STATED TASK
Write every line out verbatim and omit the pictures.

THE RECORDS
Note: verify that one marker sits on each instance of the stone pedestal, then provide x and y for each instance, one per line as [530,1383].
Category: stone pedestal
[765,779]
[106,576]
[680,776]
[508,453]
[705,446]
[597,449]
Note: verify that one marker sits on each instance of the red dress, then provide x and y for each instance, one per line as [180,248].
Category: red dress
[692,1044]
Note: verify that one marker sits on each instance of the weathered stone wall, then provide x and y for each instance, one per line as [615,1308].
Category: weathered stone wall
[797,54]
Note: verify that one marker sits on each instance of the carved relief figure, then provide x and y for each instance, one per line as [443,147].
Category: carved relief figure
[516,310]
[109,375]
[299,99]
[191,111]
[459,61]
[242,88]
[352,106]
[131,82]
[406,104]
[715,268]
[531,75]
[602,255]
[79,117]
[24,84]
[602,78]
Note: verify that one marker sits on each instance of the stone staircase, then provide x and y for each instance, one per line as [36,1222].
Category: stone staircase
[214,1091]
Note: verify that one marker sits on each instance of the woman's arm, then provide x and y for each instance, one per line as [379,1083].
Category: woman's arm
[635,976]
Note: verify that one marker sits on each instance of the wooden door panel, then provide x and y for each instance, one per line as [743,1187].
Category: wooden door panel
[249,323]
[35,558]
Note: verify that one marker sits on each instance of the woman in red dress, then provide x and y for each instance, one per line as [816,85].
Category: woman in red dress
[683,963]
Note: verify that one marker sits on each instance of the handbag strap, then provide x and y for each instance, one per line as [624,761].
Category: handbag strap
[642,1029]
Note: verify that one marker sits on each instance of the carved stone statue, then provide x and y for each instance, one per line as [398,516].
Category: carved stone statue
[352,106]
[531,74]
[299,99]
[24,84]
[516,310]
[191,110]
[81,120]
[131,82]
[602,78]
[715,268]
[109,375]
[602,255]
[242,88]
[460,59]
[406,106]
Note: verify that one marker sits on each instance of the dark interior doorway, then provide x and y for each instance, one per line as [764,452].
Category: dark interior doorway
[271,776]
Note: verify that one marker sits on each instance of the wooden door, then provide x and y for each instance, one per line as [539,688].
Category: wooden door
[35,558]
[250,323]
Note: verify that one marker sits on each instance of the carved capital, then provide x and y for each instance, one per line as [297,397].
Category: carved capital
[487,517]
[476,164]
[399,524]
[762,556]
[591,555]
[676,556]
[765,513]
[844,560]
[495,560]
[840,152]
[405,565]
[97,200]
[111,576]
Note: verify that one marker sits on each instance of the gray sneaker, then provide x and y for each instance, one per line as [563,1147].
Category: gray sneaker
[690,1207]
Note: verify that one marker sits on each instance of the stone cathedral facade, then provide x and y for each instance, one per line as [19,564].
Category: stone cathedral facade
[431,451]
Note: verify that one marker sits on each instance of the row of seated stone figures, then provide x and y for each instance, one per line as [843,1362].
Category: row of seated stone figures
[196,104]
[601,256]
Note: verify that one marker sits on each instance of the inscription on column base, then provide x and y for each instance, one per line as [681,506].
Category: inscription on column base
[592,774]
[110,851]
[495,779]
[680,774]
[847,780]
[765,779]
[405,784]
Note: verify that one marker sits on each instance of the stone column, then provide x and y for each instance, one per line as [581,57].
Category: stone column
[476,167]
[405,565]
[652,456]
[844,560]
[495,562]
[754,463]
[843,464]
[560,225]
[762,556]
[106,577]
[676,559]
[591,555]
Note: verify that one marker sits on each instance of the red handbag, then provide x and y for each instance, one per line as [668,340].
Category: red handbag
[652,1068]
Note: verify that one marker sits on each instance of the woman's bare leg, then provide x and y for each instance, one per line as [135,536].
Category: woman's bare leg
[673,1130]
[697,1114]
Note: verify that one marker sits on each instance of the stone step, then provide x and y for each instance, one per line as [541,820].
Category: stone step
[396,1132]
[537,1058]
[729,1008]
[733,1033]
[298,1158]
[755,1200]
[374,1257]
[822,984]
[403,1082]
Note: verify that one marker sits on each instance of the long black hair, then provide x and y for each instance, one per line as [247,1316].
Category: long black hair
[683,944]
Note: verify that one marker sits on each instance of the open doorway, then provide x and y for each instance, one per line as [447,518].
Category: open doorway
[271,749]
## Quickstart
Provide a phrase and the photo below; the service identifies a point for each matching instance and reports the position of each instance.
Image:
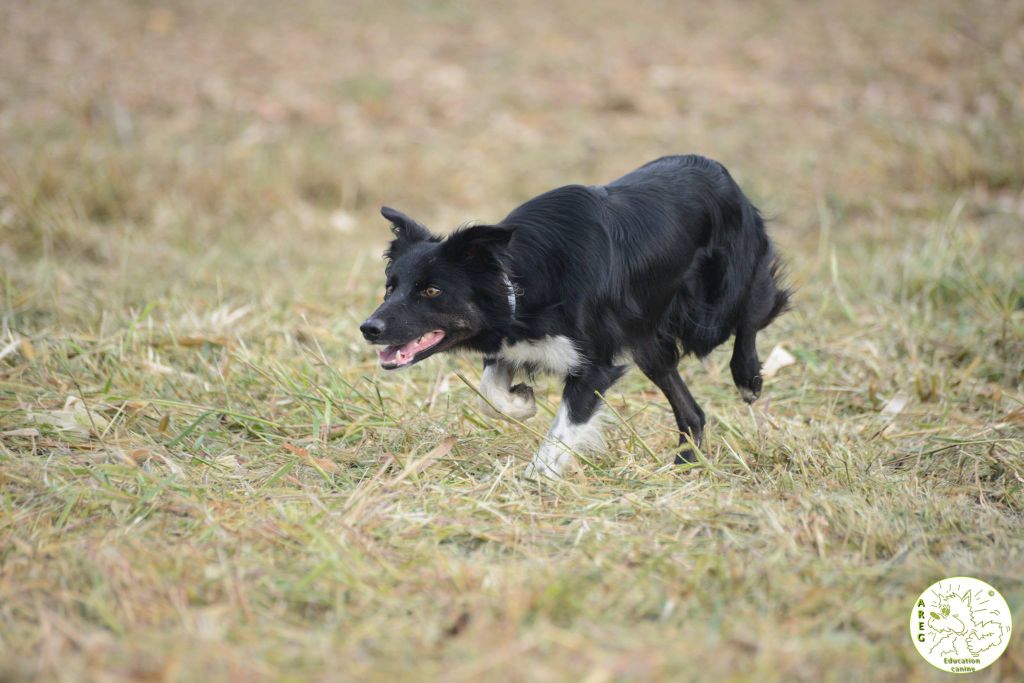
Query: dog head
(439, 293)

EXERCISE SOLUTION
Note: verify that one marker sits on each instance of the stone pedestal, then provide x and y for each instance, one per line as [530,1383].
Category: stone pedestal
[765,779]
[106,576]
[680,776]
[508,453]
[705,446]
[597,449]
Note: verify that one marker sits on each instance of the red dress, then provide x and y for each instance, one per line as [180,248].
Category: red dress
[692,1044]
Note: verify that one marker sits on each instance of the weathered stone wall, then provide x and y for each instance, one per line as [615,1308].
Category: weathered stone wall
[797,54]
Note: verify that one marker sits on each instance of the carved relief figure, then provide x and y for each instance, one per line as [443,147].
Category: carved relief figure
[516,310]
[109,375]
[299,99]
[191,111]
[459,61]
[242,88]
[352,106]
[131,82]
[406,104]
[715,268]
[531,75]
[602,255]
[79,117]
[24,84]
[602,78]
Note: verify that one marker sits on each instance of the stone staircase, then provide x and y for each instance, one per line as [36,1222].
Category: stone staircase
[214,1091]
Note: verify that one marker sits on each instance of the woman's arm, then provide x and y for each instance, one per line as [379,1083].
Category: woman's arm
[635,976]
Note: verify that one marker sits on each instance of the wooden door panel, then provide x and y for each instance, one per line as [743,1187].
Category: wooden door panel
[249,323]
[35,558]
Note: verify that one marker sits on each instance of the woman in red dress, then provide x and y for each instance, one per line as [816,85].
Category: woman in red dress
[683,963]
Note: verify that one marker sits on each instance of the handbag strap, then provide x and y for each instance, one per line as [624,761].
Category: handbag strap
[642,1029]
Note: verify that one marker sits on each instance of the carved stone statue, then provide x and y for each instance, one per line as [398,516].
Category: carved stone statue
[352,106]
[531,74]
[299,99]
[24,84]
[516,310]
[191,110]
[81,120]
[131,82]
[602,78]
[715,268]
[109,375]
[602,255]
[242,88]
[460,59]
[406,106]
Note: verify that one marker sits on each instance of the dark interior doorway, then provide x and y for each instance, one per line as [764,452].
Category: dark interior doorway
[271,776]
Note: verify that one marker sits on each instance of the wooden door, then provide x and y for each instance, one per line as [539,688].
Category: wooden door
[35,558]
[250,323]
Note: verify that one marker sits on each instance of the carved capital, then provide x and y for each instance, one per line as [297,397].
Category: carved capital
[487,517]
[476,164]
[399,524]
[762,556]
[591,555]
[676,556]
[765,513]
[844,560]
[495,560]
[840,152]
[405,565]
[97,200]
[111,576]
Note: verify that one marker sits on each instance of the gray sneaker, then provide x and y for each instance, one per line as [563,1147].
Category: gray sneaker
[690,1207]
Note: verify that one marker sits on each instance of the stone cathedral facade, then provide x and y for each instance, one per line as [19,564].
Category: stone cathedral facade
[431,451]
Note: verify that one marker sits on each instance of the row of seated stone figures, then provide x and y for each instance, one per line as [843,1362].
Category: row of seated stone figures
[196,104]
[601,256]
Note: verify that one marker sits on each instance of the inscription on column base, then provide x and y for each instance, one per line as [681,506].
Category: inscription on column base
[592,774]
[110,851]
[495,779]
[680,774]
[847,780]
[765,779]
[405,784]
Note: verify that one marker sits on each instance of the stone column, then provide x and y for each instance, one per line as [581,57].
Category: stone column
[476,167]
[405,565]
[652,456]
[844,560]
[495,562]
[754,463]
[843,464]
[560,225]
[762,556]
[106,577]
[676,559]
[591,555]
Note: verify that one marker sits on each instance of the red handbag, then provide x and y for each instance, one per line as [668,340].
Category: red handbag
[652,1068]
Note: verify that one marker sits on each instance of the woman's bare leg, then provide x and y for each instance, one per line as [135,536].
Category: woman's bare leg
[673,1130]
[697,1114]
Note: verify that one marker sits on each instance of the stone step, then provide x and y for each instance, one per line as [541,820].
Category: stone step
[396,1132]
[537,1058]
[729,1008]
[733,1033]
[298,1158]
[755,1200]
[374,1257]
[822,984]
[403,1082]
Note: verify that one marker sits on each instance of the long black hair, then provide x and y for each instance, one per line as [247,1316].
Category: long black hair
[683,944]
Note: verify that one marker sits on each instance of the open doorway, then provide x and y for each instance, one per line as [447,518].
Category: open doorway
[271,749]
## Quickstart
Provide a phrase and the photo below; the service identifies a point for each matching instance and reports the position of each instance.
Image:
Query: dog head
(439, 293)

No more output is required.